Exercise description: The lines to print are the one containing "form [(416, 384)]." and every line after it through the end of the entries below. Print them exactly and nothing else.
------ Exercise material ------
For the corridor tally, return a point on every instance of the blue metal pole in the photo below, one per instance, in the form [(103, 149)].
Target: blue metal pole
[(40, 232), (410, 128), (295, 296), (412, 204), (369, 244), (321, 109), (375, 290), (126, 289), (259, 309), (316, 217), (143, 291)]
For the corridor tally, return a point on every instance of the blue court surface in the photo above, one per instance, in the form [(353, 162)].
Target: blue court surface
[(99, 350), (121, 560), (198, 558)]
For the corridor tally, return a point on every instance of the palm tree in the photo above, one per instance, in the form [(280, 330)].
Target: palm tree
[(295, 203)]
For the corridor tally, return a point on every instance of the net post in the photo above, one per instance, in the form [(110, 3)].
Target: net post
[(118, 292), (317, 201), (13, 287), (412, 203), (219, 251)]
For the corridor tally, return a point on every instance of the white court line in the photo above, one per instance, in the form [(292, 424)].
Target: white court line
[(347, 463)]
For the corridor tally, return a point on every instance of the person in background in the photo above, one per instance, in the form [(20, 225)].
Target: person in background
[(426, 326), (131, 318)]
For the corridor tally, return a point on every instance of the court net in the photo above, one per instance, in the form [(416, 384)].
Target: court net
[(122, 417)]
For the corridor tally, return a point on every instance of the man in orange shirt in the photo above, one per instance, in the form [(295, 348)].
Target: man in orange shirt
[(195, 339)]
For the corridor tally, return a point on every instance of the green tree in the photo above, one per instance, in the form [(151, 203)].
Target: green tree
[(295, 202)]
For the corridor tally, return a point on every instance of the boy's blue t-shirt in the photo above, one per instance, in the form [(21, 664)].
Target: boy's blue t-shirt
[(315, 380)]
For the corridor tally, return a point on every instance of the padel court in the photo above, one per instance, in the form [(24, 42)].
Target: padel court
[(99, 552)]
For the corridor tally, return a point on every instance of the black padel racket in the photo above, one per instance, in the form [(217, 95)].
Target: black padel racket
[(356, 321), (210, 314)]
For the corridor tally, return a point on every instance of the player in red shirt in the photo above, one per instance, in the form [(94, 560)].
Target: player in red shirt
------
Answer for this exercise:
For the corridor tally, return a point on every instance of the court net in the photo above, one per instance, in the form [(416, 384)].
Target: court net
[(122, 417)]
For the corridor tally, return a point on every instance of the man in orange shirt in the photo above, one per instance, in the form [(295, 348)].
Target: man in orange shirt
[(195, 339)]
For the corridor tally, return a point on every instance of the green tree in the photo above, one per instance, in the form [(151, 203)].
Target: green tree
[(295, 202)]
For the corridor tally, return a point on every instance of the boy's blue t-shirt in the photo above, one per instance, in the form [(21, 664)].
Target: boy's blue t-shirt
[(315, 380)]
For the corridor tally, return a point on every instance of the padel court in the photo above, one per instance, in the form [(24, 42)].
Target: padel court
[(99, 552)]
For the corridor tally, return a point on every instance of the black padel racket in the photo above, one per instance, in the form [(217, 95)].
Target: black padel racket
[(356, 321), (210, 314)]
For the corridor tally, return a point on every instance of the player in red shirt in the photo above, one per instance, in the form [(94, 560)].
Target: player in red shirt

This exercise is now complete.